--- Rows ---

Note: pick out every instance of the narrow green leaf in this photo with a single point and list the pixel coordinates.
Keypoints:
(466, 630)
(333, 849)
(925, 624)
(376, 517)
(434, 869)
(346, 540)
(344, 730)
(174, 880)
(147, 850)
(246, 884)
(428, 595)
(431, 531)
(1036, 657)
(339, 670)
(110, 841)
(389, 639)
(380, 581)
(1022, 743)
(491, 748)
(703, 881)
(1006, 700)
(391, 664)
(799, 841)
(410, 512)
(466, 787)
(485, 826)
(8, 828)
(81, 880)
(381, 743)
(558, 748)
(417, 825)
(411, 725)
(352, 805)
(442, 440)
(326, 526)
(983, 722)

---

» Your goal
Copy out the material above line for line, requests included, and shift every x and y pixel coordinate in the keypoint lists by -84.

» Response to this exercise
Note: pick out every instance of the narrow green leaf in this photo with a single point and list the pixel coordinates.
Keypoints:
(382, 546)
(249, 765)
(841, 540)
(292, 433)
(350, 785)
(262, 456)
(260, 646)
(90, 796)
(63, 766)
(162, 800)
(344, 511)
(347, 447)
(952, 573)
(255, 586)
(26, 757)
(305, 555)
(296, 497)
(938, 659)
(407, 664)
(619, 797)
(922, 616)
(307, 580)
(715, 757)
(326, 428)
(382, 703)
(401, 742)
(-76, 744)
(-3, 796)
(297, 659)
(474, 664)
(333, 741)
(327, 641)
(268, 721)
(358, 356)
(242, 442)
(899, 638)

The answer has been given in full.